• [Exercise prompt]:
Pick out every line of the material below that contains the word "would". Matching is case-sensitive.

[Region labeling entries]
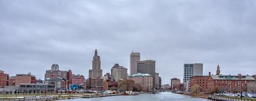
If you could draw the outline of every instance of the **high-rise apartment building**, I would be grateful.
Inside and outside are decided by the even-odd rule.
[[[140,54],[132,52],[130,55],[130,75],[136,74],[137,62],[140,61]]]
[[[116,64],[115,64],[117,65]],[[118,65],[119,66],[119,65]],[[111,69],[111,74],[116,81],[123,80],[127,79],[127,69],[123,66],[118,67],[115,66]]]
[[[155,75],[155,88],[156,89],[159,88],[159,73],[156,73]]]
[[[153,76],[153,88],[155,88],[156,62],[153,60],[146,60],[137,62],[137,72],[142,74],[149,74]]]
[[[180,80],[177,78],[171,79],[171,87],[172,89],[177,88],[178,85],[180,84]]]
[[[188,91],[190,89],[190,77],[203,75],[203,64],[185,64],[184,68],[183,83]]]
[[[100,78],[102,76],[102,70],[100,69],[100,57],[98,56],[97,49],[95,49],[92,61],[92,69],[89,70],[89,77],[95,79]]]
* * *
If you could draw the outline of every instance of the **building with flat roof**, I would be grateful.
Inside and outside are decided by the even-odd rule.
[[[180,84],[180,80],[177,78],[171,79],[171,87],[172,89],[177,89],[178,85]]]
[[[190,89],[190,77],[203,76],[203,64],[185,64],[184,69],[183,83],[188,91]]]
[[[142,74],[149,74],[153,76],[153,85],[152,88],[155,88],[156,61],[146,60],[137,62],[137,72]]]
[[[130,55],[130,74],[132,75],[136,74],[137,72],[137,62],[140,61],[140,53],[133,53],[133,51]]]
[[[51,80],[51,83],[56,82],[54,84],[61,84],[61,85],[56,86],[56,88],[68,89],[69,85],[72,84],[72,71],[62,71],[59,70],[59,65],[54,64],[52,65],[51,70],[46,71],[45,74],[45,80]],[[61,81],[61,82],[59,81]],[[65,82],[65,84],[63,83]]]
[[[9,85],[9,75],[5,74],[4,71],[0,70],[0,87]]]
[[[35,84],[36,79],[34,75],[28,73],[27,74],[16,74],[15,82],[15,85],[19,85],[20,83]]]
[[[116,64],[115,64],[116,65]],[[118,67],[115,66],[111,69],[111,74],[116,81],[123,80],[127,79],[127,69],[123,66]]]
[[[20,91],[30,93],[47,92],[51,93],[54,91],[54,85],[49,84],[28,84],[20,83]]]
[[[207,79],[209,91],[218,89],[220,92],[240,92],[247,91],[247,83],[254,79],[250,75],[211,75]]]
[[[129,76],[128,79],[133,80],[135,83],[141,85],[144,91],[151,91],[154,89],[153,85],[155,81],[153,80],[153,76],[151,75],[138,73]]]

• [Result of this exercise]:
If you could draw the outline of every instance of the **high-rise apartment building**, I would be grateful.
If you could draw the outline of every instance of the **building with flat roof**, I would be grateful.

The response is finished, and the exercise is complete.